— START OF Document passage —

Moving index in JavaScript regex matching

I have this regex to extract double words from text
/[A-Za-z]+\s[A-Za-z]+/g
And this sample text
Mary had a little lamb
My output is this
[0] - Mary had; [1] - a little;
Whereas my expected output is this:
[0] - Mary had; [1] - had a; [2] - a little; [3] - little lamb
How can I achieve this output? As I understand it, the index of the search moves to the end of the first match. How can I move it back one word?
Abusing String.replace function
I use a little trick using the replace function. Since the replace function loops through the matches and allows us to specify a function, the possibility is infinite. The result will be in output.
var output = [];
var str = "Mary had a little lamb";
str.replace(/[A-Za-z]+(?=(\s[A-Za-z]+))/g, function ($0, $1) {
output.push($0 + $1);
return $0; // Actually we don't care. You don't even need to return
});
Since the output contains overlapping portion in the input string, it is necessary to not to consume the next word when we are matching the current word by using look-ahead 1.
The regex /[A-Za-z]+(?=(\s[A-Za-z]+))/g does exactly as what I have said above: it will only consume one word at a time with the [A-Za-z]+ portion (the start of the regex), and look-ahead for the next word (?=(\s[A-Za-z]+)) 2, and also capture the matched text.
The function passed to the replace function will receive the matched string as the first argument and the captured text in subsequent arguments. (There are more - check the documentation - I don't need them here). Since the look-ahead is zero-width (the input is not consumed), the whole match is also conveniently the first word. The capture text in the look-ahead will go into the 2nd argument.
Proper solution with RegExp.exec
Note that String.replace function incurs a replacement overhead, since the replacement result is not used at all. If this is unacceptable, you can rewrite the above code with RegExp.exec function in a loop:
var output = [];
var str = "Mary had a little lamb";
var re = /[A-Za-z]+(?=(\s[A-Za-z]+))/g;
var arr;
while ((arr = re.exec(str)) != null) {
output.push(arr[0] + arr[1]);
}
Footnote
In other flavor of regex which supports variable width negative look-behind, it is possible to retrieve the previous word, but JavaScript regex doesn't support negative look-behind!.

— END OF Document passage —
— START OF Extracted data —

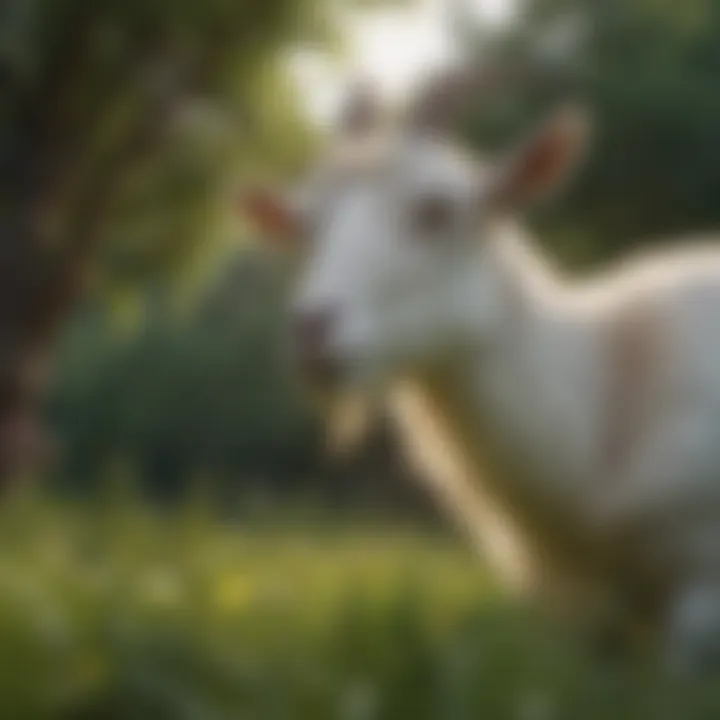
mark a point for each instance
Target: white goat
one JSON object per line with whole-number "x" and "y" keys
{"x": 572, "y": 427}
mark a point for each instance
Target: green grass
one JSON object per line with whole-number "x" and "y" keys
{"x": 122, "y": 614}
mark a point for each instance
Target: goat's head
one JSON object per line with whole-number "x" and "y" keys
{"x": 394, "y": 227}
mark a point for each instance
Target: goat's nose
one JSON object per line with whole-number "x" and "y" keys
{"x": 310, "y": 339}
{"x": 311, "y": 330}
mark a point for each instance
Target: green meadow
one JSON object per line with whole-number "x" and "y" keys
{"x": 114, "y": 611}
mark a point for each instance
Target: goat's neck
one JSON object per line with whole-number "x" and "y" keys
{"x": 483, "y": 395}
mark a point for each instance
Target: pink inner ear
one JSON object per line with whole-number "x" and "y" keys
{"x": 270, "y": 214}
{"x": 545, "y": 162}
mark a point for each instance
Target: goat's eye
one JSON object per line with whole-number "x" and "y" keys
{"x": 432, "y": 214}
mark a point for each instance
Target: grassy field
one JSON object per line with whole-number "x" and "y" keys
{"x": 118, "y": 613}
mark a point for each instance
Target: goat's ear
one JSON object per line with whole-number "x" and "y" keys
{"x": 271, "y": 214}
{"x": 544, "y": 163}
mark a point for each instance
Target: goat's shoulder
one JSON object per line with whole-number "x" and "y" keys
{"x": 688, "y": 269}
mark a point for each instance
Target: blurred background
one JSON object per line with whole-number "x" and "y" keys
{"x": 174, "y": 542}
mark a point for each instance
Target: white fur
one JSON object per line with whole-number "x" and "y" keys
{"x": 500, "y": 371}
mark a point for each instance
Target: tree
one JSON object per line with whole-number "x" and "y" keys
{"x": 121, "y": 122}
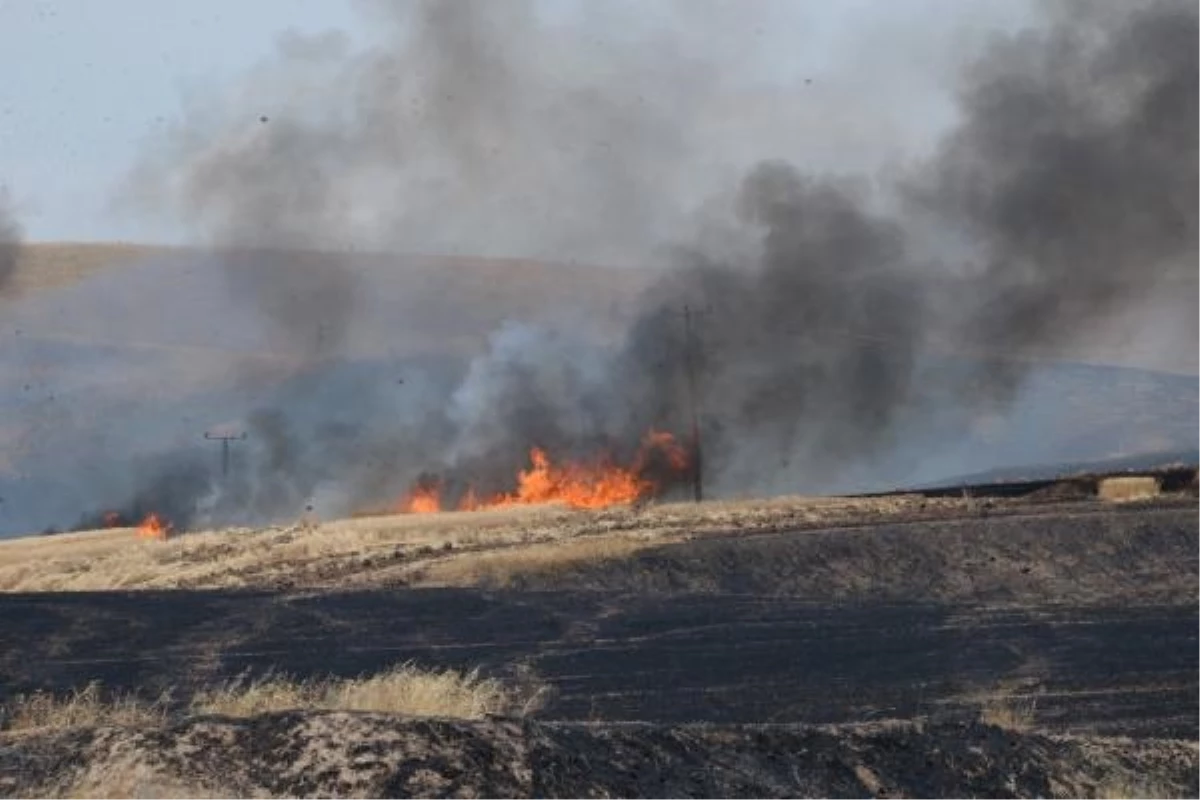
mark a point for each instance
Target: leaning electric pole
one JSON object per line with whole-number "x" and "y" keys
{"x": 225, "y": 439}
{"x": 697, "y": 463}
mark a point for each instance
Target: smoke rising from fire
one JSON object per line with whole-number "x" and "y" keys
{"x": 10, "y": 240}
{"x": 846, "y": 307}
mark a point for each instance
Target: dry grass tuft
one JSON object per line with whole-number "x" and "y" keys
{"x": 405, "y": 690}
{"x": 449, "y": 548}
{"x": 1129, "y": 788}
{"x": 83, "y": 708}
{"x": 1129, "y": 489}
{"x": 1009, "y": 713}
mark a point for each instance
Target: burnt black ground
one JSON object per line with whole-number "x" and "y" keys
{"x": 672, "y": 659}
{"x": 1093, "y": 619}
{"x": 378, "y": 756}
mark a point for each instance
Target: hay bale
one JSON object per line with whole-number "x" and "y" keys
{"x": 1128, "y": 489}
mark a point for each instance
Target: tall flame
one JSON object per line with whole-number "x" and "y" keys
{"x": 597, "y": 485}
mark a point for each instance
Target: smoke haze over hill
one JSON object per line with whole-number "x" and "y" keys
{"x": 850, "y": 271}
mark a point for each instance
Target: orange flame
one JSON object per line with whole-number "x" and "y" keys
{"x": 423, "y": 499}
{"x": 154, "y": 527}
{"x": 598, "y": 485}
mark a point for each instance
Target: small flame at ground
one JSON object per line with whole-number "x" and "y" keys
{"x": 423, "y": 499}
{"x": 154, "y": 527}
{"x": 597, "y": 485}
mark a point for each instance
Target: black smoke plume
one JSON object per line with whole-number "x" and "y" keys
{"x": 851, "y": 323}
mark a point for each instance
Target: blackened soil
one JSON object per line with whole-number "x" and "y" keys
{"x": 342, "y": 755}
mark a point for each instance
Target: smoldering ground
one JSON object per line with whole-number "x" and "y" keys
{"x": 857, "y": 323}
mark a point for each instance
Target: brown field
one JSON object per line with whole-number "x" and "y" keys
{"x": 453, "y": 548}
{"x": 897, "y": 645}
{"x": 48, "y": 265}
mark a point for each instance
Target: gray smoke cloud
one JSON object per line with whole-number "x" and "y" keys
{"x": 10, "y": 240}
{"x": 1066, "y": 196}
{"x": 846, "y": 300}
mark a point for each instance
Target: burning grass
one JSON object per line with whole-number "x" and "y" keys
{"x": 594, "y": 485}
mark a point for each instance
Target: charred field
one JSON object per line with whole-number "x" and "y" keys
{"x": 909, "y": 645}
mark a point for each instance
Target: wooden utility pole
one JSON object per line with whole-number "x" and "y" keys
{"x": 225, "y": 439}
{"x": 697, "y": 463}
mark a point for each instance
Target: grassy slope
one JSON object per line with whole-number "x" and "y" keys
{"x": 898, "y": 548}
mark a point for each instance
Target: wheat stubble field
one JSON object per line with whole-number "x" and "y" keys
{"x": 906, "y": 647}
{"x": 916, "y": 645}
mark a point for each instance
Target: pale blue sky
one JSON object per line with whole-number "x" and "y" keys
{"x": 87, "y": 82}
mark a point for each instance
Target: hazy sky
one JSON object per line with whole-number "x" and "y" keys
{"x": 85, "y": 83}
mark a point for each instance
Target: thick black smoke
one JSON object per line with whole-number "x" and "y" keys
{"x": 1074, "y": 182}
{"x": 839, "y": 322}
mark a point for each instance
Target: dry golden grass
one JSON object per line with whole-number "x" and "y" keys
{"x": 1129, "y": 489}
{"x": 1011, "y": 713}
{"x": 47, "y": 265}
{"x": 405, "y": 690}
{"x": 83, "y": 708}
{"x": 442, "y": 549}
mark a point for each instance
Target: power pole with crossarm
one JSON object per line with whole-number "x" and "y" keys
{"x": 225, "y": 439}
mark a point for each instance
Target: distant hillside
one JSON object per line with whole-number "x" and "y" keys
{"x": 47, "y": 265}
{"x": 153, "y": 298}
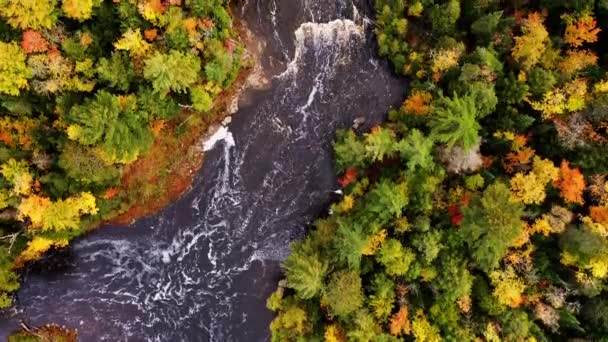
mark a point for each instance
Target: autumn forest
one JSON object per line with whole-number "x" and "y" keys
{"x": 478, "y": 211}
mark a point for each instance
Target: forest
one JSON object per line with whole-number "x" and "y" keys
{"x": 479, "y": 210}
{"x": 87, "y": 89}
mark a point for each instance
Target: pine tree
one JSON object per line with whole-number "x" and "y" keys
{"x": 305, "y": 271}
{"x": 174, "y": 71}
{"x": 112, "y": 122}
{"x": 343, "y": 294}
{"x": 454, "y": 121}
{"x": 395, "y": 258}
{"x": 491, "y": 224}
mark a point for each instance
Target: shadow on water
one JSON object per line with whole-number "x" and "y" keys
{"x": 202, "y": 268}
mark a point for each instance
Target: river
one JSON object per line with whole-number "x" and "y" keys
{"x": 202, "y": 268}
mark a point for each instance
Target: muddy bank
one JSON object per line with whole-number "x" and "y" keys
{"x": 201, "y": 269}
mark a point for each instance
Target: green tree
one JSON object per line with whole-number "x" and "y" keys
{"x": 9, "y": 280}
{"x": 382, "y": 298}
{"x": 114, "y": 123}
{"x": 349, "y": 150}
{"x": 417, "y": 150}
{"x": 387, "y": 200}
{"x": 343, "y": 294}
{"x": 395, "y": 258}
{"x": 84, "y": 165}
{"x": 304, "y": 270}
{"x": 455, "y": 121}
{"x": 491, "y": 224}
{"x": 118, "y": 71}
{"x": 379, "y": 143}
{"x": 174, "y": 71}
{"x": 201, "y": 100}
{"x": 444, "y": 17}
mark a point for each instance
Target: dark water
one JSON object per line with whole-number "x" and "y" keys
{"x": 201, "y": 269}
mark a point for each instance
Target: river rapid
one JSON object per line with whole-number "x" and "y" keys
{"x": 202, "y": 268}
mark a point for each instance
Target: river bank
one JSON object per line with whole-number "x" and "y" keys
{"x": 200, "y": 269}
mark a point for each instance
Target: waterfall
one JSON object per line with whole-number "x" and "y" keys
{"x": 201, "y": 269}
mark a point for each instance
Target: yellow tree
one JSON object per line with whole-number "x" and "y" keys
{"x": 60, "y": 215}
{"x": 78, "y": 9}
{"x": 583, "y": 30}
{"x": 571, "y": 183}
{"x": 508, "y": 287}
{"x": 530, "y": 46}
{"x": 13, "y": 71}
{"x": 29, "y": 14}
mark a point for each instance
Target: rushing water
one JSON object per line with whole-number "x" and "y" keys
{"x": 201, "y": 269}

— END OF Extracted data —

▶ [To-do list]
1. According to the regex thread, why does the String.replace approach incur a replacement overhead?
2. Output the portion of the regex thread from "Abusing String.replace function" up to and including "be in output.", copied verbatim.

▶ [Completed exercise]
1. The replacement result is not used at all.

2.
Abusing String.replace function
I use a little trick using the replace function. Since the replace function loops through the matches and allows us to specify a function, the possibility is infinite. The result will be in output.